• Task details
Transcribe the item lines without any change, beginning with the line that contains "Put one point on every instance of the backpack" and continuing through the line that contains "(1235, 689)", including both of those lines.

* Begin *

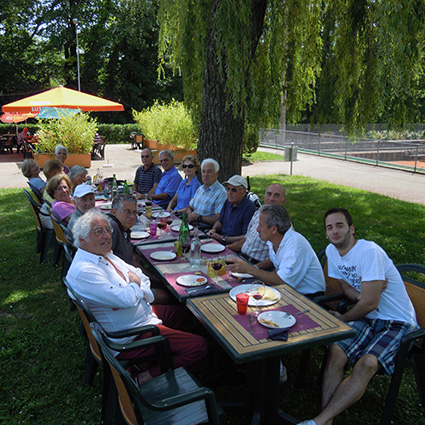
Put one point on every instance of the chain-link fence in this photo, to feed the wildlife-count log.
(408, 155)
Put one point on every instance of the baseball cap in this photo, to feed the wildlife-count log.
(83, 189)
(237, 181)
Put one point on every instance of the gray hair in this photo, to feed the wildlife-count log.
(213, 162)
(82, 226)
(166, 152)
(278, 216)
(59, 148)
(76, 170)
(121, 198)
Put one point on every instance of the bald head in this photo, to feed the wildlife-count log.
(275, 194)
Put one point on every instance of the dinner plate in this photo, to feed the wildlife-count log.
(139, 235)
(241, 275)
(191, 280)
(162, 214)
(176, 228)
(163, 255)
(279, 318)
(105, 206)
(212, 248)
(245, 287)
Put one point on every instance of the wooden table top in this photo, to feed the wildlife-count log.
(216, 313)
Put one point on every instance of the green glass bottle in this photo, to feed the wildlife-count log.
(184, 235)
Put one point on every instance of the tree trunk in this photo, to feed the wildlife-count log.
(221, 133)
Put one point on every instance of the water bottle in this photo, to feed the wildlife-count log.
(195, 250)
(114, 189)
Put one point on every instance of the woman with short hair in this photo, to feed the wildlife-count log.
(187, 187)
(59, 188)
(61, 153)
(31, 171)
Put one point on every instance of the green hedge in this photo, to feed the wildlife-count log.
(115, 133)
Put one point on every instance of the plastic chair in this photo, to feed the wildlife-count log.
(412, 348)
(171, 398)
(44, 236)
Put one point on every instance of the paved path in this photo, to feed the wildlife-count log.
(394, 183)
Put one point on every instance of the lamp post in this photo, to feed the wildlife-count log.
(75, 22)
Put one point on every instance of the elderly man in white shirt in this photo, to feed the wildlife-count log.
(119, 295)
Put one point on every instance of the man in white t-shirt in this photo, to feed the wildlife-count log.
(290, 253)
(382, 315)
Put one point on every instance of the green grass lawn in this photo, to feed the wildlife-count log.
(42, 354)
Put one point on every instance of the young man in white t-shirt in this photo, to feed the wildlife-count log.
(383, 313)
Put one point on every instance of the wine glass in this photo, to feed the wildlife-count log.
(257, 291)
(216, 265)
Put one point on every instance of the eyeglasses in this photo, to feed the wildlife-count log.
(100, 230)
(232, 189)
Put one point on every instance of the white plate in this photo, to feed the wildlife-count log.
(244, 288)
(139, 235)
(105, 206)
(279, 317)
(191, 280)
(241, 275)
(212, 248)
(176, 228)
(163, 255)
(163, 214)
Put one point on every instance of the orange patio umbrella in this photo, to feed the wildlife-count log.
(62, 97)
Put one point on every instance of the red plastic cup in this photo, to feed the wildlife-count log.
(242, 303)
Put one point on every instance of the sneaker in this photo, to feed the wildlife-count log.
(283, 375)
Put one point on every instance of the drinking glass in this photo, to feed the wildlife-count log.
(257, 291)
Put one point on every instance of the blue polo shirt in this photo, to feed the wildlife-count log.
(235, 220)
(168, 184)
(186, 193)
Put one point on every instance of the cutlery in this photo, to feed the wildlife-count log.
(296, 314)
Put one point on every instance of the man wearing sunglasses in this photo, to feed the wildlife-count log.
(236, 213)
(147, 176)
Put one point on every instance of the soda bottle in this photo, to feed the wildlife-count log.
(195, 250)
(114, 188)
(184, 235)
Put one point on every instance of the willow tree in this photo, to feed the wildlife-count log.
(241, 60)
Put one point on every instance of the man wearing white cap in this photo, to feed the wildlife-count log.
(83, 200)
(235, 214)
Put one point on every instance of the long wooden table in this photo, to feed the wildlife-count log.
(262, 356)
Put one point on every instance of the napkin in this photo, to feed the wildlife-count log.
(279, 334)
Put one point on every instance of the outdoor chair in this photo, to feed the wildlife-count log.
(94, 355)
(174, 397)
(412, 348)
(44, 236)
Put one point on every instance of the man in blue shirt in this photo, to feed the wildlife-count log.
(235, 214)
(169, 182)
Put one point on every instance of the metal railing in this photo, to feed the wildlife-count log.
(400, 154)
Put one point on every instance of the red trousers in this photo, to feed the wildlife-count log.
(187, 349)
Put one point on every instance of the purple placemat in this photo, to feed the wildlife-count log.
(172, 280)
(303, 323)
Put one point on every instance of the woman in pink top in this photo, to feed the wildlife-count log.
(59, 188)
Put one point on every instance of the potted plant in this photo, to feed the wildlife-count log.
(169, 126)
(75, 132)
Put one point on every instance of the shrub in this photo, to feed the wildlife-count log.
(75, 132)
(169, 124)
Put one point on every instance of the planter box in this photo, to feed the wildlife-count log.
(83, 159)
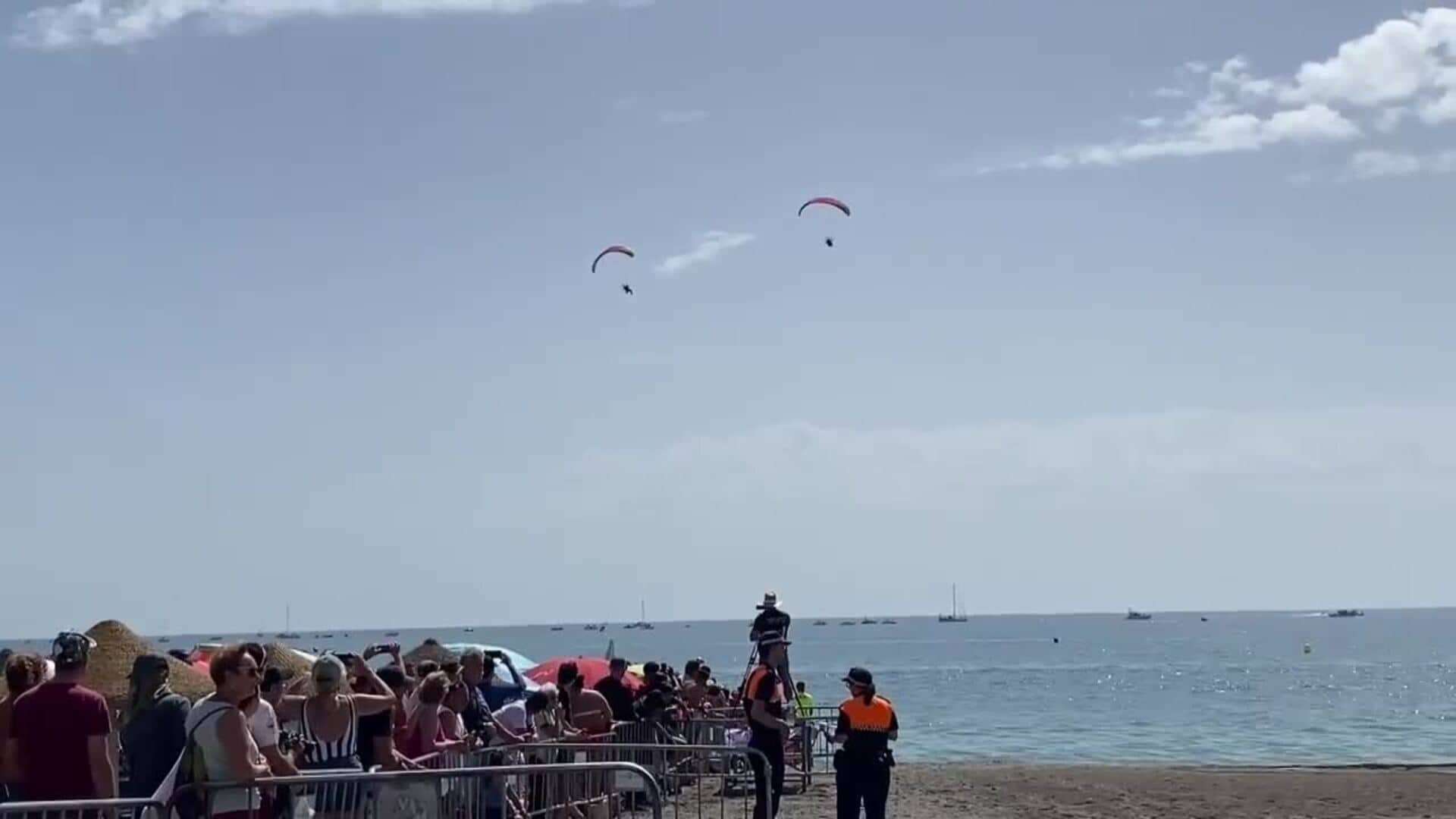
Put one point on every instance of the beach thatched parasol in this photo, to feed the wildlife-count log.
(431, 651)
(117, 648)
(287, 661)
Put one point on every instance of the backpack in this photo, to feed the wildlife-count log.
(191, 771)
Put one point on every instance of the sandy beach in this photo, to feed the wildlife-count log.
(1017, 792)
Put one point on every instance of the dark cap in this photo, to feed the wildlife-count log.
(770, 639)
(72, 649)
(147, 665)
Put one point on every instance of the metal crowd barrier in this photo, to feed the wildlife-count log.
(807, 748)
(85, 809)
(686, 774)
(501, 792)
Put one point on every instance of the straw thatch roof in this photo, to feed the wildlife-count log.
(117, 648)
(287, 661)
(431, 651)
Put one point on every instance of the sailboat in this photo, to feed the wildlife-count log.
(287, 626)
(957, 615)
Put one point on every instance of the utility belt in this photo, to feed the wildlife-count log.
(852, 760)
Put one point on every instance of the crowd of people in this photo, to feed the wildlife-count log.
(60, 739)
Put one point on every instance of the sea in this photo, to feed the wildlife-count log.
(1248, 689)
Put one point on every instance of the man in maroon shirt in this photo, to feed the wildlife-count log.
(58, 732)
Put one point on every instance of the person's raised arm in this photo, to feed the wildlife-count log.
(370, 704)
(428, 727)
(11, 771)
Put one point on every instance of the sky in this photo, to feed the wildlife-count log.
(1139, 305)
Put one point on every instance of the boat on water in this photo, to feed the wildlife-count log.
(287, 626)
(957, 615)
(642, 623)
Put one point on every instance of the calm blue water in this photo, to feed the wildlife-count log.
(1235, 689)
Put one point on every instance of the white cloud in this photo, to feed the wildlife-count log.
(1215, 134)
(1347, 449)
(710, 246)
(1376, 164)
(1391, 118)
(682, 117)
(1370, 164)
(1373, 83)
(123, 22)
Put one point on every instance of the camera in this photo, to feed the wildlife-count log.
(290, 741)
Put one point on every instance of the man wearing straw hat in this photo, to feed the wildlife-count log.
(770, 618)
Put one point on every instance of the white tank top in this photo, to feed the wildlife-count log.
(215, 757)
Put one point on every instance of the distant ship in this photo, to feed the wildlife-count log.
(642, 623)
(957, 615)
(287, 626)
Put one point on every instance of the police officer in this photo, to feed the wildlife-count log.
(764, 700)
(867, 725)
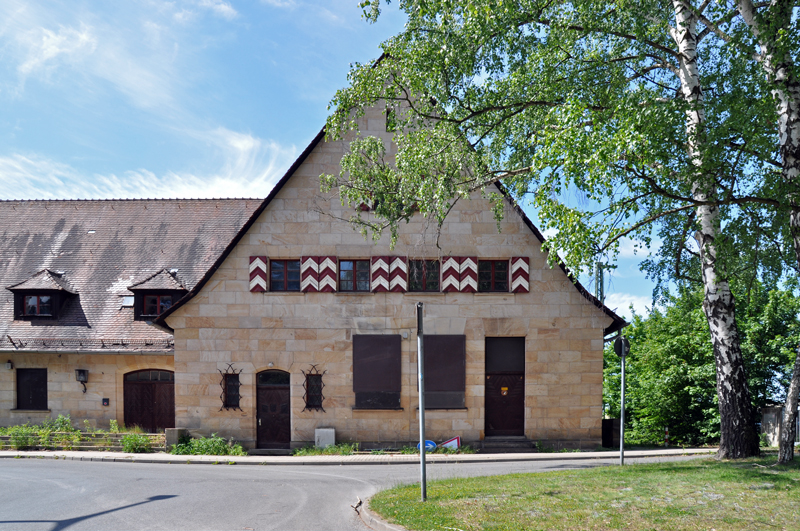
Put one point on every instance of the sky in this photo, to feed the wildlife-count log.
(184, 98)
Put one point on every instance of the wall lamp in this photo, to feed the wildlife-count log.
(82, 376)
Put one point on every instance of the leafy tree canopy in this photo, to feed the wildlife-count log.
(670, 369)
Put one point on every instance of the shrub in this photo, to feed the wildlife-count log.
(23, 437)
(135, 443)
(213, 445)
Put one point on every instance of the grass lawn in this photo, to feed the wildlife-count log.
(696, 494)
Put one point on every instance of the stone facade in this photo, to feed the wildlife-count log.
(224, 323)
(65, 395)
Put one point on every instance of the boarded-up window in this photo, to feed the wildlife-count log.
(376, 371)
(31, 388)
(445, 371)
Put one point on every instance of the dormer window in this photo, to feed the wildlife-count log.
(38, 305)
(41, 296)
(156, 304)
(156, 294)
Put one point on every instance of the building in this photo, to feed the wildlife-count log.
(79, 281)
(302, 324)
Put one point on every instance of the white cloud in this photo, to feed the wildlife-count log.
(621, 303)
(279, 3)
(46, 48)
(249, 167)
(220, 8)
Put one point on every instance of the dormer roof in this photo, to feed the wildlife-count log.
(166, 279)
(45, 280)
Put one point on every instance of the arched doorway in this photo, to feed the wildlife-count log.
(273, 418)
(150, 399)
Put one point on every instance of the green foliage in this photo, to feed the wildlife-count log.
(343, 448)
(135, 443)
(670, 371)
(213, 445)
(669, 496)
(23, 437)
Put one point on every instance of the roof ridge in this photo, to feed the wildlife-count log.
(120, 200)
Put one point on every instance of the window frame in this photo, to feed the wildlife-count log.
(284, 281)
(158, 297)
(38, 304)
(424, 281)
(41, 392)
(493, 272)
(355, 281)
(231, 395)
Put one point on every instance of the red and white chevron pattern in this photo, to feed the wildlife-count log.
(379, 274)
(328, 270)
(520, 274)
(258, 274)
(398, 274)
(451, 274)
(468, 274)
(309, 274)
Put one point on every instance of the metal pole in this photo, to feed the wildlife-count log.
(421, 380)
(622, 408)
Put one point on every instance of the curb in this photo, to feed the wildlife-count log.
(373, 521)
(119, 457)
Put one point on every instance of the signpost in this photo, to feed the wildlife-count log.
(421, 380)
(621, 347)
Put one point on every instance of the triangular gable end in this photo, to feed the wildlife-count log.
(617, 324)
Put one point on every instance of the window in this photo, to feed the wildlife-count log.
(230, 391)
(284, 275)
(156, 304)
(445, 371)
(32, 389)
(493, 275)
(354, 275)
(423, 275)
(376, 371)
(313, 388)
(38, 305)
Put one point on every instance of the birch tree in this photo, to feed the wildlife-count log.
(597, 114)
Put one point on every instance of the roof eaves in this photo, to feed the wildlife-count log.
(160, 320)
(619, 323)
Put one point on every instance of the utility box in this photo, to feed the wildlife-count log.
(324, 437)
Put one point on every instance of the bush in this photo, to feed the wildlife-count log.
(213, 445)
(136, 443)
(23, 437)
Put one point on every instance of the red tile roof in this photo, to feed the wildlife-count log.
(103, 247)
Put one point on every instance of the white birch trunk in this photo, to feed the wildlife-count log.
(737, 429)
(785, 81)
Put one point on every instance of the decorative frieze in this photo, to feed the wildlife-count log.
(398, 274)
(520, 274)
(258, 274)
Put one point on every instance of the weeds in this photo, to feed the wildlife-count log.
(213, 445)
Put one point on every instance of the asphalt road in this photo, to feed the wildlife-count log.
(47, 494)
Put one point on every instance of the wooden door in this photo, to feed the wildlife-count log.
(505, 386)
(273, 418)
(149, 398)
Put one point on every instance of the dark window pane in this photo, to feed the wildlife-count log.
(31, 305)
(45, 307)
(231, 390)
(273, 378)
(376, 371)
(150, 305)
(32, 389)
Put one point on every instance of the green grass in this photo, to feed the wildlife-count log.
(688, 495)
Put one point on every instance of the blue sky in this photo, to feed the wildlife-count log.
(183, 98)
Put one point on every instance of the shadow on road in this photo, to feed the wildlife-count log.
(64, 524)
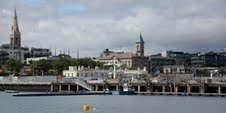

* End *

• Expected answer
Put one point on every instance of the backpack in this photo, to feed the wildlife-count log.
(191, 771)
Put one point on every instance of the sandy beach in this photo, to feed the wildlife-count log.
(1017, 792)
Put one point on every instance of the dark cap in this photo, to feed the wildlife-count log.
(770, 639)
(72, 649)
(147, 665)
Put one point on every instance of the metal crowd barrier in this photo, to feed the wildlife-count log.
(807, 748)
(85, 809)
(686, 774)
(501, 792)
Put one point on every instance of the straw thatch roof in this photo, to feed the wildlife-count log.
(117, 648)
(287, 661)
(431, 651)
Put one point on every instance of the sailboat in this photo, to feed the wildlife-count log.
(287, 626)
(957, 615)
Put one point on every instance of the utility belt in this photo, to feed the wildlife-count log.
(852, 760)
Put one point on every instance of the crowd of people in this photo, to feed the wildlife-count log.
(60, 739)
Put one point on every instance of the sea in this photo, to feed the wildlife-count log.
(1248, 689)
Put one point on every instance of the man in maroon shirt in this photo, to feed the wildlife-count log.
(58, 732)
Put one point on every instance of the person's raised arm in this photo, to feed the wildlife-count log.
(370, 704)
(428, 727)
(11, 771)
Put one point on every instance of the sky in this photo, to feed the wildlife-count log.
(1139, 305)
Put one point on every instance of the boat on water in this photo, to feed the wildlife-count log.
(287, 626)
(957, 615)
(642, 623)
Put one point on every instance of the calm blue water in this photo, to feed the wildlife-count log.
(1235, 689)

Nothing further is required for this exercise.